• _WHAT THE TASK REQUIRES_: Each line from the start of the entries through the line that contains "Where can the cat's leg" should be output exactly, please.

##### DATA SHOWN #####

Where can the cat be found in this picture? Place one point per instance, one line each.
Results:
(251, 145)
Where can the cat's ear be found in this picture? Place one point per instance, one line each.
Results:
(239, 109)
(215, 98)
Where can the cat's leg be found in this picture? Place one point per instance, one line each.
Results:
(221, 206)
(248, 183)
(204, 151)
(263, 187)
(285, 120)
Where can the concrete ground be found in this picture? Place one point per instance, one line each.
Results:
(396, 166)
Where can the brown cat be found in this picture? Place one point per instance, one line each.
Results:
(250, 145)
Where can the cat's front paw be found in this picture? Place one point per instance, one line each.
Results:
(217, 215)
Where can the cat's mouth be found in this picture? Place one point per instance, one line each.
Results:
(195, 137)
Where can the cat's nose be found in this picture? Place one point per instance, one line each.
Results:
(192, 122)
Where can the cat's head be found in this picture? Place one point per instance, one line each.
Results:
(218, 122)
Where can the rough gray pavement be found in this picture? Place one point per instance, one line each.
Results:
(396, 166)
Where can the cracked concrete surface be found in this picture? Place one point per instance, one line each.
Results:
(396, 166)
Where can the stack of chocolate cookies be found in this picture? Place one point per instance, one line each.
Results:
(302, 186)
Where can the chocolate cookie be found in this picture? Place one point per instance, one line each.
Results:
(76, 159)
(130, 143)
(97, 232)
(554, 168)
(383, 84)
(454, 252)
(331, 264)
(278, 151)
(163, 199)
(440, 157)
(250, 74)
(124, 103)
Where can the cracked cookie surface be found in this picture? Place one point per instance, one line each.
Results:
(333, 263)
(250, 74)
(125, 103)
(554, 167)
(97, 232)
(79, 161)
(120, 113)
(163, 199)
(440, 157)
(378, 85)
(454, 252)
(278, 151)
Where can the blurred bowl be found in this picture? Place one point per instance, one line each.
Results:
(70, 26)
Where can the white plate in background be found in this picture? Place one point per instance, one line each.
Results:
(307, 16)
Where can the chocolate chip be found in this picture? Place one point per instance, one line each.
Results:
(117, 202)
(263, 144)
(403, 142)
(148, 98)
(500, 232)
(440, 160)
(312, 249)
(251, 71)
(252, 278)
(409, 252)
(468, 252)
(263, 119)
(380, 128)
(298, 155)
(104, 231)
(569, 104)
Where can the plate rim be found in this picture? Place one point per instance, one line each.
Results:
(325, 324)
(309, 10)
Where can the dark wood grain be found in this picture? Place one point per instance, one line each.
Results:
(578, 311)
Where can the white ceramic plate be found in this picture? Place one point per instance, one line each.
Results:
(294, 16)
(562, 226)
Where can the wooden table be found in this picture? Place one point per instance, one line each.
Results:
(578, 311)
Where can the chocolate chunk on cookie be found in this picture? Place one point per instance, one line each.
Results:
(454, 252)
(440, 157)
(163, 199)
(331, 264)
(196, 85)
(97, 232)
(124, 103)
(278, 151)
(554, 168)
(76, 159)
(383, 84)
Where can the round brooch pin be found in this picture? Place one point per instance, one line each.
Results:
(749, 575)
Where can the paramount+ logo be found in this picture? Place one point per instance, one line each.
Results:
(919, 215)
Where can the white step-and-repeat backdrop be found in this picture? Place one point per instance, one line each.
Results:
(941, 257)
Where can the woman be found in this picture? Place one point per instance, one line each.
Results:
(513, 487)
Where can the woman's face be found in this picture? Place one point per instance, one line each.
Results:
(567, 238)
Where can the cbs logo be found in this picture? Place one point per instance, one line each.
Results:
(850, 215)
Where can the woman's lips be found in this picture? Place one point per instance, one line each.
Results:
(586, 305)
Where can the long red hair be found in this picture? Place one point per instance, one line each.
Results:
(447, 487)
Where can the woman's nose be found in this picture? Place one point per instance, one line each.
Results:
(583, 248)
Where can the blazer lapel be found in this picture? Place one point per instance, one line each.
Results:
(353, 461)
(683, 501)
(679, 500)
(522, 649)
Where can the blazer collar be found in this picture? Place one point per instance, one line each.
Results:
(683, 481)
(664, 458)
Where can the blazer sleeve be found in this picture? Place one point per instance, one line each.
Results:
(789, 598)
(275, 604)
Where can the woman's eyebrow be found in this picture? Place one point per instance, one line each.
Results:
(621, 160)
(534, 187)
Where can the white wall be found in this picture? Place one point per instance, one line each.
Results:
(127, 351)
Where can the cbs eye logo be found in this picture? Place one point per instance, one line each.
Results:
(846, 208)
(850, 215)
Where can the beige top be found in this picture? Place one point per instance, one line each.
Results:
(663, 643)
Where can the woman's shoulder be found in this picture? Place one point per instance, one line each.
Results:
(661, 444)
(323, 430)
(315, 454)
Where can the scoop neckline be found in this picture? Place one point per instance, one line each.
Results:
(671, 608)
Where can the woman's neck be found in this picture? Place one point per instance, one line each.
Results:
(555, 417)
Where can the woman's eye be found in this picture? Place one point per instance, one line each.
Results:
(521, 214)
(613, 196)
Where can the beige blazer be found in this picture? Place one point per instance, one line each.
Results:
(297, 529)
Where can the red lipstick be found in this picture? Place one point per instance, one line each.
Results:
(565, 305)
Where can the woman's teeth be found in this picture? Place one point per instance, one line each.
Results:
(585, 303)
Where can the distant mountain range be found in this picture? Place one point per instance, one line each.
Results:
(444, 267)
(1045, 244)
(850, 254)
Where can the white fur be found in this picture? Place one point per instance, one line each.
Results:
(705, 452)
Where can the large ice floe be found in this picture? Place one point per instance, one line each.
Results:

#####

• _YOUR SOLUTION_:
Where can the cat be found in this picture? Place one point per instance, one line each.
Results:
(251, 145)
Where can the cat's ear be found in this picture? Place one point per instance, one line each.
Results:
(239, 109)
(215, 98)
Where can the cat's leg be found in this picture? Place one point per instance, one line each.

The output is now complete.